SUPPLIED MATERIAL
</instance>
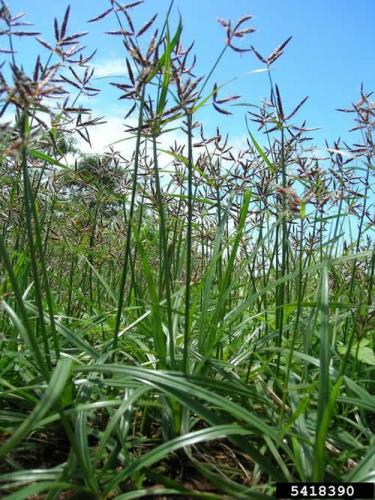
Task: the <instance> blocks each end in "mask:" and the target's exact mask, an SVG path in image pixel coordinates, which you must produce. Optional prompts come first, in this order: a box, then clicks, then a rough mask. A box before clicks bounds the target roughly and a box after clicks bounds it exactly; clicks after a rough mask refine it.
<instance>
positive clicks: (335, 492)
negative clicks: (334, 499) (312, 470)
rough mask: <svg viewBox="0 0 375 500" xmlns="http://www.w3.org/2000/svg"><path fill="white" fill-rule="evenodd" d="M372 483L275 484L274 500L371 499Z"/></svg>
mask: <svg viewBox="0 0 375 500" xmlns="http://www.w3.org/2000/svg"><path fill="white" fill-rule="evenodd" d="M374 491H375V489H374V483H276V498H344V499H347V498H349V499H350V498H353V499H362V498H363V499H367V498H369V499H373V498H374Z"/></svg>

THE TASK
Your task is to restate, word for word, the line with "positive clicks: (335, 492)" and all lines after it, ending with the last line of the data.

SOLVED PROBLEM
positive clicks: (335, 492)
negative clicks: (334, 499) (312, 470)
rough mask: <svg viewBox="0 0 375 500" xmlns="http://www.w3.org/2000/svg"><path fill="white" fill-rule="evenodd" d="M372 483L275 484L274 500L371 499Z"/></svg>
mask: <svg viewBox="0 0 375 500" xmlns="http://www.w3.org/2000/svg"><path fill="white" fill-rule="evenodd" d="M374 491H375V489H374V483H276V498H344V499H347V498H349V499H350V498H353V499H362V498H363V499H367V498H369V499H373V498H374Z"/></svg>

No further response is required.